- _Written exercise_
Your task is to repeat the records exactly from the line containing "Given the photograph above, carefully outline every orange" onward, through the final line.

- _Entries on locating named things_
· · · · ·

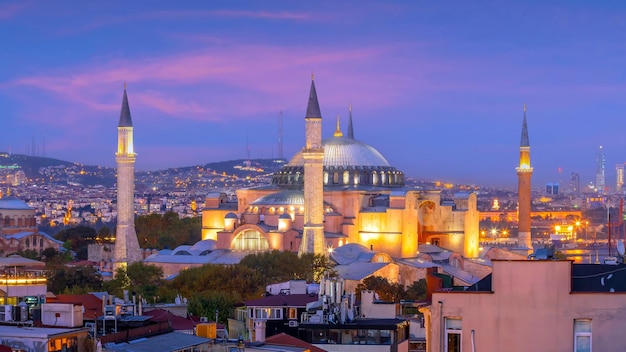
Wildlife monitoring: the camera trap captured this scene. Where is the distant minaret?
[596,146,606,194]
[278,111,283,159]
[299,77,326,255]
[516,104,533,251]
[113,83,143,269]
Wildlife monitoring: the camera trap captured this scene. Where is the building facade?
[422,260,626,352]
[0,197,63,256]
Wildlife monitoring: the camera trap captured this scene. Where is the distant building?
[569,172,580,195]
[0,197,63,256]
[615,164,624,194]
[546,183,559,196]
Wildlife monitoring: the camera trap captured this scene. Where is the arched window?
[232,230,269,251]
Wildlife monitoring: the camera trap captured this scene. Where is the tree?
[45,264,102,294]
[54,226,98,260]
[105,262,163,301]
[356,276,407,302]
[188,291,241,322]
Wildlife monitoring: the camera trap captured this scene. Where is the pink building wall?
[424,261,626,352]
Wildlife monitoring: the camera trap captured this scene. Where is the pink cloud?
[142,10,312,20]
[13,45,422,120]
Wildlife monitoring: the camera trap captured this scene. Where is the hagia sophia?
[144,80,525,285]
[0,80,532,289]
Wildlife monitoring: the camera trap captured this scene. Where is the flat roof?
[0,325,89,339]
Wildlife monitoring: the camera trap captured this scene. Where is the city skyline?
[0,1,626,189]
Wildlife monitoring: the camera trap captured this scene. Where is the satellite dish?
[617,240,626,256]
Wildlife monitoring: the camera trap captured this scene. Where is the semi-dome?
[287,136,389,168]
[250,190,304,205]
[272,132,404,189]
[0,197,33,210]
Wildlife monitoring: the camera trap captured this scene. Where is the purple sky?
[0,0,626,188]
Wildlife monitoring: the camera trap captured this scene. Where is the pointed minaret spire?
[348,103,354,139]
[520,103,530,147]
[333,115,343,137]
[305,74,322,119]
[117,82,133,127]
[515,104,533,254]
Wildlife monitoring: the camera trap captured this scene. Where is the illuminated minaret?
[516,104,533,251]
[113,83,143,269]
[299,77,326,255]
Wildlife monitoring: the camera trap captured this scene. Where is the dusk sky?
[0,0,626,188]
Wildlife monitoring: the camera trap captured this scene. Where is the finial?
[333,115,343,137]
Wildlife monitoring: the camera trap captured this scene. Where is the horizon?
[0,1,626,190]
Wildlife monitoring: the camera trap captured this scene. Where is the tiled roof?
[46,293,103,320]
[265,332,324,352]
[246,294,317,307]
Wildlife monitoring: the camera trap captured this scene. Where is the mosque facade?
[202,81,479,260]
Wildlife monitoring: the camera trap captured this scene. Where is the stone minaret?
[113,84,143,269]
[299,79,326,255]
[516,104,533,251]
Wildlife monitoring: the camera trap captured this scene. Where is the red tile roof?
[265,332,325,352]
[143,309,224,330]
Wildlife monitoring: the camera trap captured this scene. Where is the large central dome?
[272,116,404,189]
[287,136,389,168]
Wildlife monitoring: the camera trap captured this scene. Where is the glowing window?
[232,230,269,251]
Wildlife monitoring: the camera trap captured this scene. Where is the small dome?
[0,197,33,210]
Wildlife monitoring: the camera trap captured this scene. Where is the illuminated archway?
[231,229,269,252]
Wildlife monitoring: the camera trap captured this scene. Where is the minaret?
[113,83,143,269]
[516,104,533,251]
[299,77,326,255]
[347,103,354,139]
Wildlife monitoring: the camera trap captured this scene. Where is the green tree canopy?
[105,262,163,301]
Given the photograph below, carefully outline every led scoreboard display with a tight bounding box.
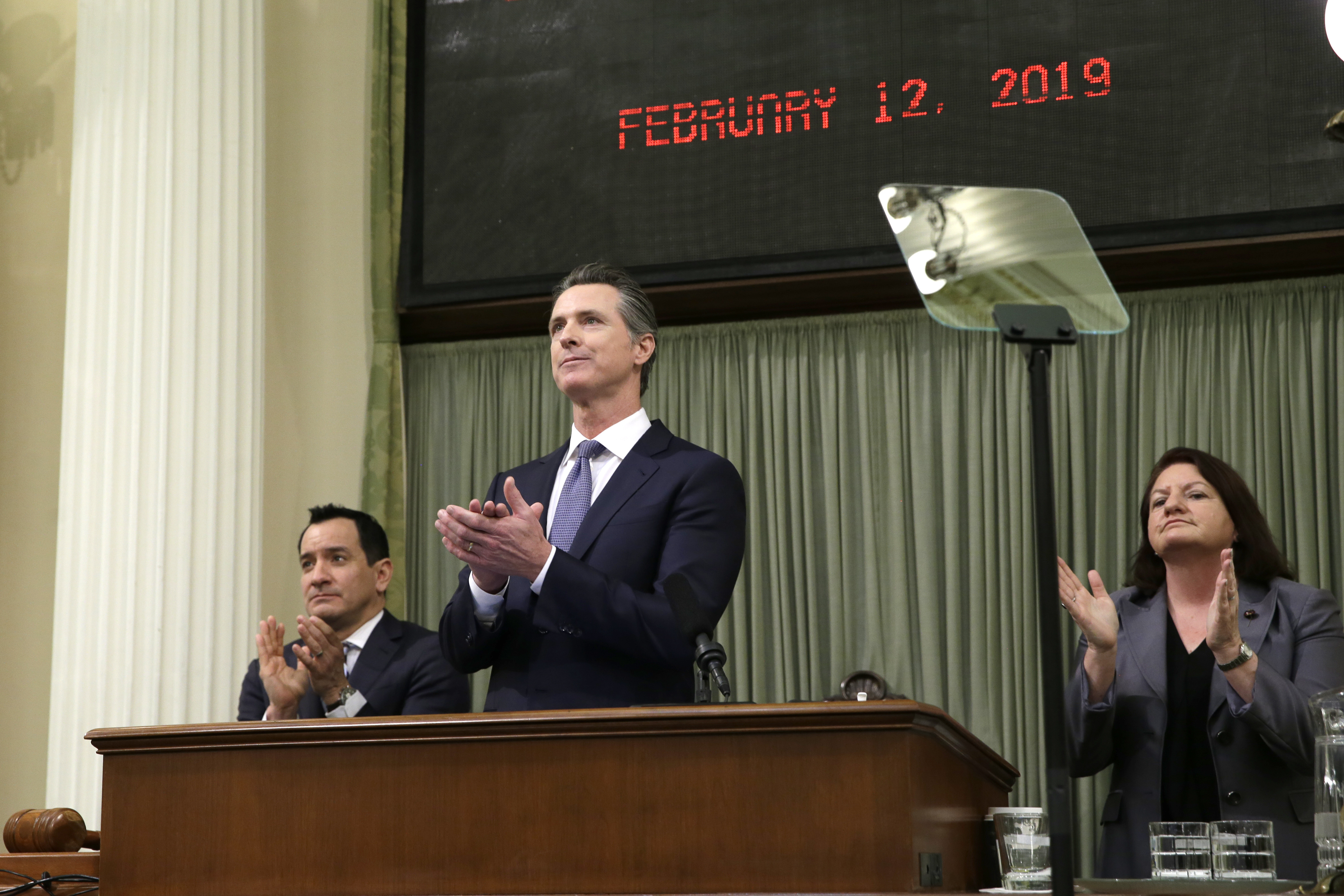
[403,0,1344,305]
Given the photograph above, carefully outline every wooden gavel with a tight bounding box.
[4,809,101,853]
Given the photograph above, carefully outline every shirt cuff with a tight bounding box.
[466,572,508,625]
[532,544,555,594]
[1083,676,1116,712]
[327,690,368,719]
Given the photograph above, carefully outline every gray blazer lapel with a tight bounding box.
[1208,582,1278,717]
[1117,584,1166,704]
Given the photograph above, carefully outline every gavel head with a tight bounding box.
[4,809,97,853]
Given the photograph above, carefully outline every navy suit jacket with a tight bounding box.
[438,420,746,711]
[238,611,472,721]
[1067,579,1344,880]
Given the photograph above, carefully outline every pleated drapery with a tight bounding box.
[404,278,1344,872]
[359,0,406,617]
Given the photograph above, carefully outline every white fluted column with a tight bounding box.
[47,0,265,826]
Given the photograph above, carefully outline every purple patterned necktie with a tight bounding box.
[550,439,603,551]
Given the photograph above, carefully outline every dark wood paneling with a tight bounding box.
[401,230,1344,345]
[90,701,1016,896]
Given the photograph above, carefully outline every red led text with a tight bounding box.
[874,78,942,125]
[617,87,836,149]
[989,56,1110,109]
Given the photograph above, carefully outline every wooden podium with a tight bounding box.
[87,700,1017,896]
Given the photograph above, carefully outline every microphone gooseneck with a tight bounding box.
[663,572,733,697]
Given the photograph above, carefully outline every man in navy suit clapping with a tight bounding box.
[435,263,746,711]
[238,504,472,721]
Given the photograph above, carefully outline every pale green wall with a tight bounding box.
[0,0,74,849]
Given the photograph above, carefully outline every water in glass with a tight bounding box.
[1210,821,1274,880]
[1148,821,1212,880]
[1309,689,1344,880]
[995,809,1050,891]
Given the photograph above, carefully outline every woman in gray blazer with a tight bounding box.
[1059,447,1344,880]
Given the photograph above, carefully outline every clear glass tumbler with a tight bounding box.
[1208,821,1274,880]
[1148,821,1212,880]
[995,809,1050,889]
[1308,688,1344,880]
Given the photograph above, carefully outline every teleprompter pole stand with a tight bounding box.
[995,305,1078,896]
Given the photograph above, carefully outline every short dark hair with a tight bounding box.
[1126,447,1297,594]
[551,262,659,395]
[298,504,392,565]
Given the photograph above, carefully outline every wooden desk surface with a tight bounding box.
[89,700,1017,896]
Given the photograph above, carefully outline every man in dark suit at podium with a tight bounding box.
[238,504,472,721]
[435,263,746,711]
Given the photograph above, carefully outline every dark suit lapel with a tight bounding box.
[349,610,402,699]
[298,686,327,719]
[568,420,672,558]
[1208,582,1278,717]
[524,439,570,532]
[1120,584,1166,704]
[505,449,570,618]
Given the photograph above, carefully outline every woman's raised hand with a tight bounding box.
[1204,548,1242,662]
[1058,558,1120,653]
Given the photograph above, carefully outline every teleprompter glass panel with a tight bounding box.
[878,184,1129,333]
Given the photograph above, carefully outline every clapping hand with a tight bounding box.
[257,617,308,719]
[294,617,349,704]
[434,476,551,592]
[1056,558,1120,653]
[1204,548,1242,662]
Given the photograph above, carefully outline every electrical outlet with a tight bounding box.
[919,853,942,887]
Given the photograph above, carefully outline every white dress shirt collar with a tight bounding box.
[560,407,653,463]
[344,610,387,650]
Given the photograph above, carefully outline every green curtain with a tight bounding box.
[360,0,409,618]
[406,278,1344,872]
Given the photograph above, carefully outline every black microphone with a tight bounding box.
[663,572,733,697]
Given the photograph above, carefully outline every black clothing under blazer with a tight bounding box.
[1066,579,1344,880]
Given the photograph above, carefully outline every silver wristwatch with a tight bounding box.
[322,688,357,712]
[1218,641,1255,672]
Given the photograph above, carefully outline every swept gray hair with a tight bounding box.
[551,262,659,395]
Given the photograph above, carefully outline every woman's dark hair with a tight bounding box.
[1125,447,1297,594]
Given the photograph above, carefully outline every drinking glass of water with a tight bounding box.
[1208,821,1274,880]
[1148,821,1212,880]
[995,809,1050,889]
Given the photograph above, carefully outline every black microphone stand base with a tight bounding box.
[995,305,1078,896]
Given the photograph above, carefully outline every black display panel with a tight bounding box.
[403,0,1344,305]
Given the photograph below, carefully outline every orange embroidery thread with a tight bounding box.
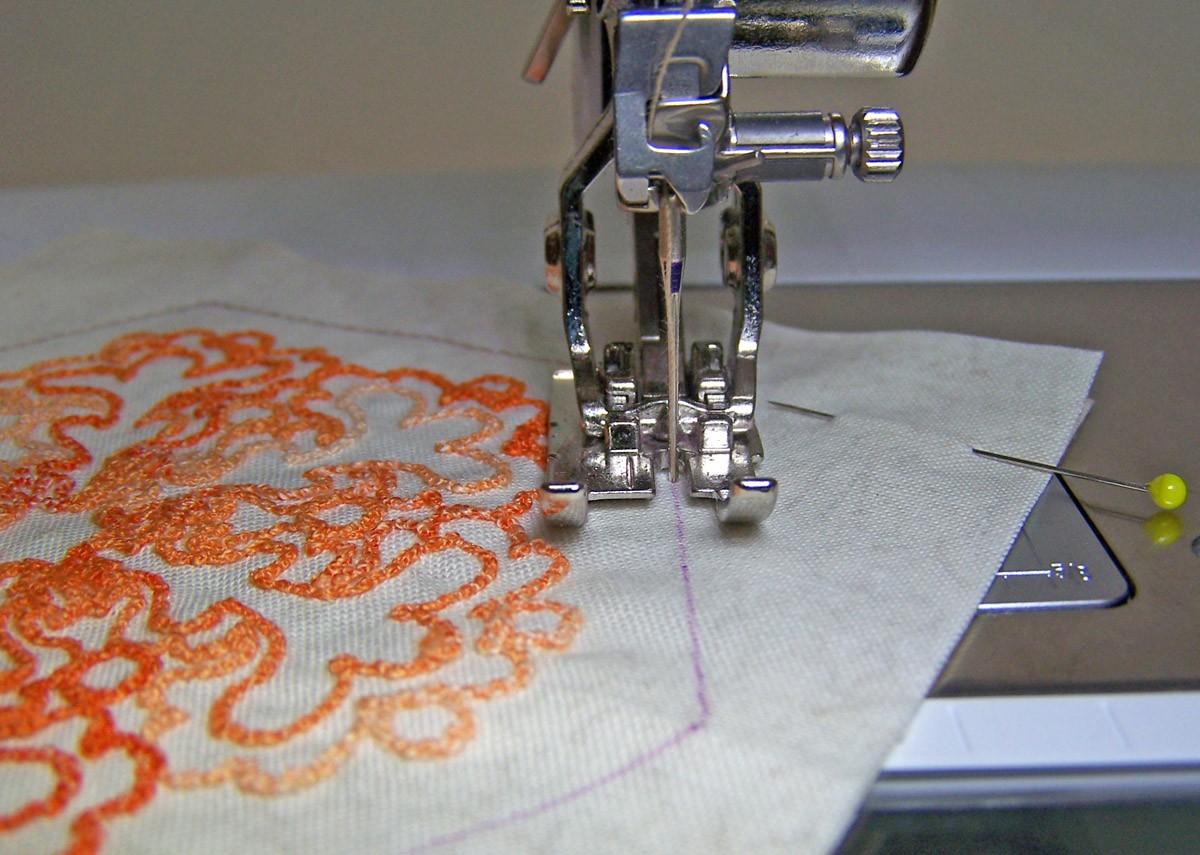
[0,329,581,851]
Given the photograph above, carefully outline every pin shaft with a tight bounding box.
[971,448,1150,492]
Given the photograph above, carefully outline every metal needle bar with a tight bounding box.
[659,185,684,482]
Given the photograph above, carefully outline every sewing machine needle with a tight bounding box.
[659,185,684,482]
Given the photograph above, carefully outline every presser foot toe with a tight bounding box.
[538,482,588,528]
[716,478,779,525]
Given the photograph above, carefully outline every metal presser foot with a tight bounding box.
[526,0,932,526]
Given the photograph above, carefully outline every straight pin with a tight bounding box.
[767,401,1188,510]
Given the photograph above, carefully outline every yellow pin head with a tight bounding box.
[1141,510,1183,548]
[1146,472,1188,510]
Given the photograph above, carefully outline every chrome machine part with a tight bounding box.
[526,0,934,526]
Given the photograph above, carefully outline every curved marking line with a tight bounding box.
[409,484,710,853]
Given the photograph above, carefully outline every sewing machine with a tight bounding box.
[526,0,934,526]
[527,0,1200,851]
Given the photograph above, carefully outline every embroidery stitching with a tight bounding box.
[0,329,580,851]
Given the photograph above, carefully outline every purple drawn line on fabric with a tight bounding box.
[409,484,710,853]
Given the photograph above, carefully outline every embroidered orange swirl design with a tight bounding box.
[0,329,580,851]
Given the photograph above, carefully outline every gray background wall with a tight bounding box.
[0,0,1200,186]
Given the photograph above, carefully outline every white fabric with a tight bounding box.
[0,234,1099,853]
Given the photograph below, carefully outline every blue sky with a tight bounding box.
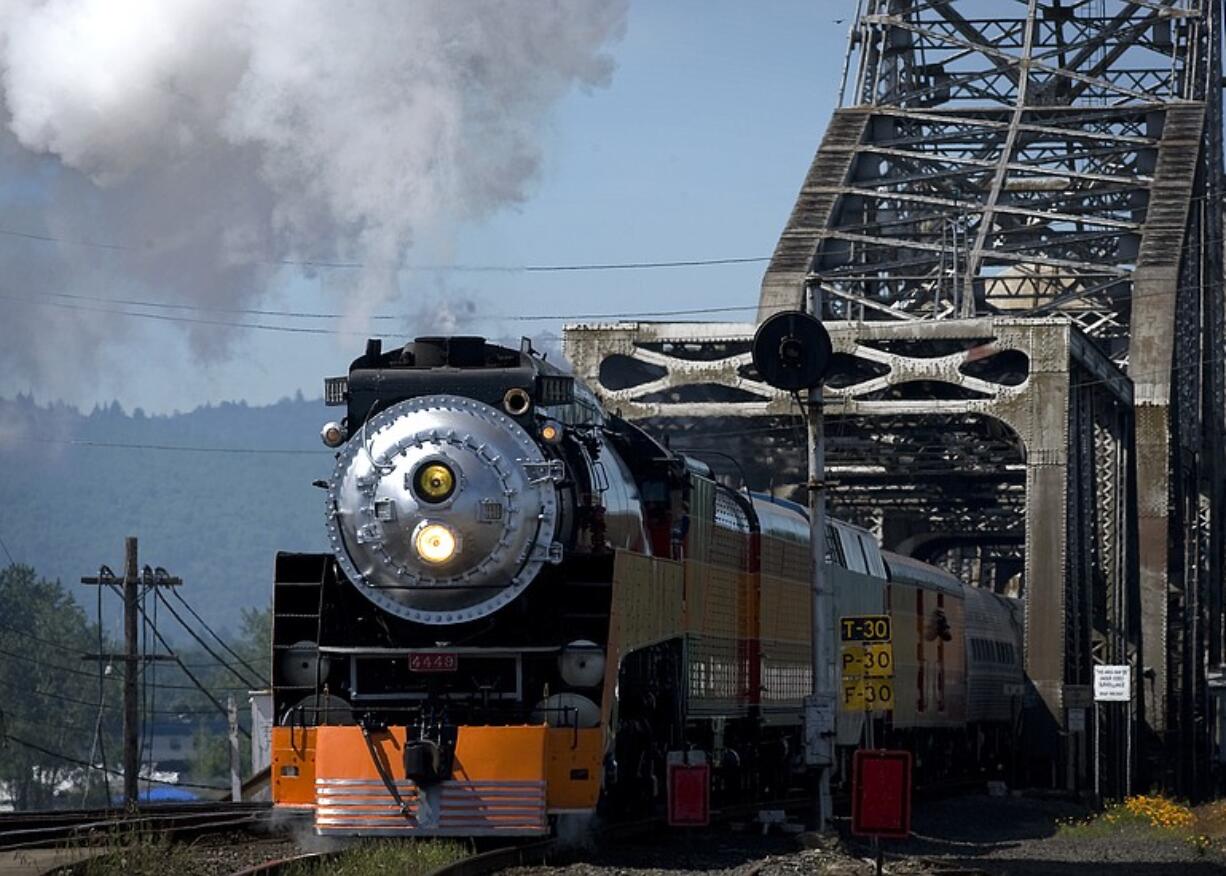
[0,0,855,412]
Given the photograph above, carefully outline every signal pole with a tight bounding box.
[805,281,835,832]
[753,291,835,831]
[81,535,181,807]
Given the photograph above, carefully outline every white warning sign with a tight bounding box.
[1094,664,1133,702]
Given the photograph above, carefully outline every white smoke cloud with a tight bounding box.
[0,0,625,396]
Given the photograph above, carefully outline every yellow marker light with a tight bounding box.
[417,462,456,502]
[413,523,460,565]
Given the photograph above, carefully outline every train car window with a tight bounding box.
[826,523,847,568]
[839,527,868,575]
[856,533,885,578]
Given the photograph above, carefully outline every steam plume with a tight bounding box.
[0,0,625,401]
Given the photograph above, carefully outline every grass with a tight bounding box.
[286,839,468,876]
[56,833,194,876]
[1059,795,1211,853]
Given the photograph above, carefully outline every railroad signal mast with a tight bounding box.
[81,535,183,807]
[753,306,836,831]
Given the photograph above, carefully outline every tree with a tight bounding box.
[0,565,114,809]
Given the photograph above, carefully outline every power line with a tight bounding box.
[38,292,758,322]
[0,293,392,338]
[153,591,267,690]
[0,293,758,341]
[0,222,770,273]
[4,731,229,790]
[13,437,329,456]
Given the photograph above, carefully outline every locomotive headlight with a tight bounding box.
[413,462,456,505]
[541,420,562,444]
[319,423,346,447]
[413,523,460,566]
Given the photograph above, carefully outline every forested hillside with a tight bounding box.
[0,396,333,631]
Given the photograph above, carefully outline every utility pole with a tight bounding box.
[81,535,181,807]
[226,693,243,802]
[124,535,141,806]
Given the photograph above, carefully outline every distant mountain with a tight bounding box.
[0,396,332,638]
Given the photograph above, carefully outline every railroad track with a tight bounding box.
[0,801,272,851]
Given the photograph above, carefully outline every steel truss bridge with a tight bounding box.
[565,0,1226,794]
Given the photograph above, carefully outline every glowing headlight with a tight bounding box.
[413,523,460,565]
[413,462,456,502]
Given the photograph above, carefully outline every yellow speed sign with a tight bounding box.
[842,642,894,680]
[839,679,894,712]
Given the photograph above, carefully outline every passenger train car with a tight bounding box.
[272,337,1024,836]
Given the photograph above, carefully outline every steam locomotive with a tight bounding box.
[272,337,1024,836]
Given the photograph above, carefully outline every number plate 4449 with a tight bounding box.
[408,653,460,673]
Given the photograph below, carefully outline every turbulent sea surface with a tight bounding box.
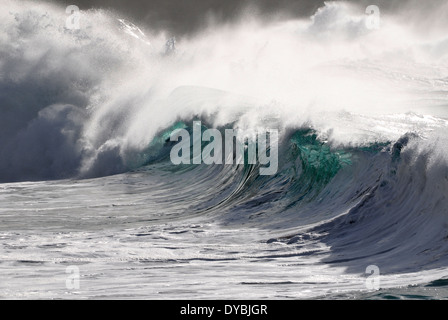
[0,0,448,299]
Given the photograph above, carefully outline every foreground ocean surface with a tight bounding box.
[0,0,448,299]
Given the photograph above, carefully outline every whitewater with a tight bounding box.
[0,0,448,299]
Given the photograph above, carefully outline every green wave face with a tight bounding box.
[290,129,352,185]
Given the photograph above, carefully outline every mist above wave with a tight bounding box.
[0,1,448,181]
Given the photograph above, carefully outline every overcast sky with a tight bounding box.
[47,0,447,35]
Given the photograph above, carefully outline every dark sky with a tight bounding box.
[47,0,447,35]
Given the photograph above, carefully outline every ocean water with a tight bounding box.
[0,0,448,299]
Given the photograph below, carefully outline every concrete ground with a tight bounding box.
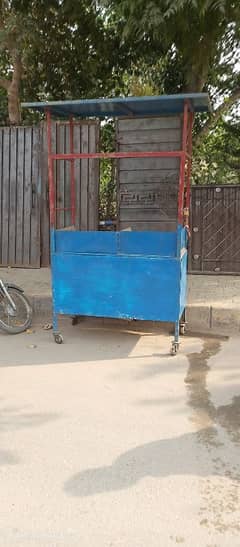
[0,321,240,547]
[0,268,240,334]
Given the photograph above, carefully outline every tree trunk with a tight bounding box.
[8,82,21,125]
[0,50,22,125]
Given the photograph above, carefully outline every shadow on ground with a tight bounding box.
[64,339,240,497]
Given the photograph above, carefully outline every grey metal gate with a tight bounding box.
[0,127,40,268]
[0,121,99,268]
[189,185,240,274]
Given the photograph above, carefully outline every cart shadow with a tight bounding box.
[0,324,174,368]
[0,406,60,466]
[64,340,240,497]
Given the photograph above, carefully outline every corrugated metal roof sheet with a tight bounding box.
[22,93,211,118]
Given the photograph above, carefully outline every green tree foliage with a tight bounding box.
[99,120,117,220]
[193,116,240,185]
[0,0,129,123]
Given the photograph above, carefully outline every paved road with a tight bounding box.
[0,325,240,547]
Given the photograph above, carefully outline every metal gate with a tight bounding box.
[188,185,240,275]
[0,121,99,268]
[0,127,40,268]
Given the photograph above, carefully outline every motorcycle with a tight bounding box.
[0,279,32,334]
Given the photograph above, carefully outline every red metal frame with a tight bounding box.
[46,101,194,228]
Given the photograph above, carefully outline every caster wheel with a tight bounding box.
[72,315,78,326]
[179,323,186,336]
[53,334,63,344]
[171,342,179,355]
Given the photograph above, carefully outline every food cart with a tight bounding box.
[23,93,210,354]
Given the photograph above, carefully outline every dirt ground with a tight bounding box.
[0,322,240,547]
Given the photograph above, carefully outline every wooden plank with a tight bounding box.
[40,123,50,267]
[81,125,88,231]
[0,128,4,264]
[119,158,179,171]
[88,121,99,230]
[23,127,32,266]
[30,126,40,268]
[117,129,181,145]
[1,127,11,266]
[120,220,177,232]
[118,142,180,153]
[117,116,181,131]
[119,169,179,184]
[16,127,25,266]
[120,206,177,222]
[8,127,18,266]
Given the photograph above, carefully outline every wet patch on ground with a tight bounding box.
[185,338,240,534]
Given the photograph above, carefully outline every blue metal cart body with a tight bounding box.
[24,94,209,353]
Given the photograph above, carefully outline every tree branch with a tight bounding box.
[194,87,240,146]
[0,78,11,91]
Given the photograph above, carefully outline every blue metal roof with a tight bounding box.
[22,93,211,118]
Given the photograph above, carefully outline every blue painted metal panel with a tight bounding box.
[22,93,211,118]
[54,230,118,254]
[53,230,177,257]
[119,232,177,257]
[52,253,180,322]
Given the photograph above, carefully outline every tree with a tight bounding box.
[0,0,128,123]
[0,0,28,124]
[102,0,240,142]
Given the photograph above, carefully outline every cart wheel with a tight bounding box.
[179,323,186,336]
[171,342,179,355]
[53,334,63,344]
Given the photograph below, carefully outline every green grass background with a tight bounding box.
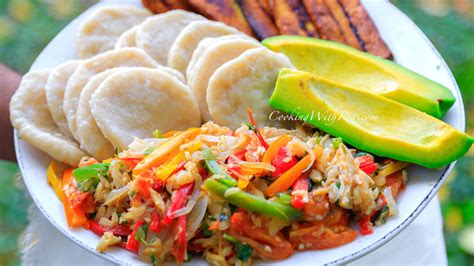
[0,0,474,265]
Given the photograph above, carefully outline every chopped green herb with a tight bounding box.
[219,214,229,222]
[245,122,257,132]
[128,190,137,199]
[332,138,342,149]
[72,163,110,192]
[135,224,148,244]
[354,151,368,158]
[155,129,163,139]
[237,244,253,261]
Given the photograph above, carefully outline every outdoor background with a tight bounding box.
[0,0,474,265]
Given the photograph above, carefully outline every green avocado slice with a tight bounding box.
[262,36,456,118]
[270,69,474,168]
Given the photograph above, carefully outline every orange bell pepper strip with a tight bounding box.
[133,128,201,178]
[62,168,89,228]
[262,134,291,163]
[154,142,202,181]
[46,162,64,202]
[265,148,313,197]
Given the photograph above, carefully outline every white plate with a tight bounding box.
[15,0,465,265]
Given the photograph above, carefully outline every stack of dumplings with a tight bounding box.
[10,5,293,166]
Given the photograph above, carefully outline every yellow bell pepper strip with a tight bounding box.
[46,162,64,202]
[262,134,291,163]
[265,149,313,197]
[162,130,179,138]
[154,142,202,181]
[204,177,302,221]
[62,168,88,227]
[204,156,237,187]
[133,128,201,178]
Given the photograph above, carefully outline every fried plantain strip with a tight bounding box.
[273,0,315,36]
[189,0,255,37]
[325,0,364,51]
[287,0,319,38]
[273,0,307,36]
[240,0,280,39]
[339,0,392,59]
[142,0,170,14]
[303,0,344,43]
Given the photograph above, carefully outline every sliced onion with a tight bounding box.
[186,193,209,240]
[104,185,128,205]
[169,177,202,219]
[382,187,398,216]
[239,161,275,172]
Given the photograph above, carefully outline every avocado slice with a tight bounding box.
[270,69,474,168]
[262,36,456,118]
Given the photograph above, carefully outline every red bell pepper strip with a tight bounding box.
[354,155,378,175]
[161,183,194,226]
[247,108,269,149]
[89,220,132,236]
[151,179,165,191]
[291,174,309,209]
[149,212,161,234]
[359,215,374,236]
[126,221,143,253]
[272,147,298,177]
[227,150,245,180]
[172,215,188,264]
[62,168,89,228]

· · · · ·

- _Problem solution_
Given the photograph above, carefully outline every orange bell pepper strip with a tight bounding box.
[133,128,201,178]
[62,168,89,228]
[262,134,291,163]
[154,142,202,181]
[46,162,64,202]
[265,148,313,197]
Given the photograph above, carefully outline every white plate with a tight bounding box.
[15,0,465,265]
Given the photograph above, carefully outline every stack of dumplings with a tight bounding box.
[10,5,293,166]
Given the photograph above, carefully outline every yellow bell pepper strip with a tight bounding box.
[46,162,64,202]
[262,134,291,163]
[265,149,313,197]
[162,130,179,138]
[154,142,202,181]
[204,177,302,221]
[62,168,88,227]
[204,156,237,187]
[133,128,201,178]
Given the photograph above, carefully outline every fried plantain strip with a tight bounding box.
[273,0,315,36]
[189,0,255,37]
[325,0,364,51]
[287,0,319,38]
[273,0,307,36]
[240,0,280,39]
[339,0,392,59]
[142,0,170,14]
[303,0,344,43]
Given the photograph above, carefully outline every sliced onion with a tight bounding box.
[186,193,209,240]
[104,185,128,205]
[169,177,202,219]
[382,187,398,216]
[239,161,275,172]
Given the photograph above, carefully outline every avocado slice with a tight bounding box.
[270,69,474,168]
[262,36,456,118]
Given the photograph above, carefully outline every red bell pepper strip with a tight bounding box.
[354,155,378,175]
[161,183,194,226]
[247,108,269,149]
[89,220,132,236]
[151,179,165,191]
[291,174,309,209]
[149,212,161,234]
[359,215,374,236]
[126,221,143,253]
[272,147,298,177]
[227,150,245,180]
[172,215,188,264]
[62,168,89,228]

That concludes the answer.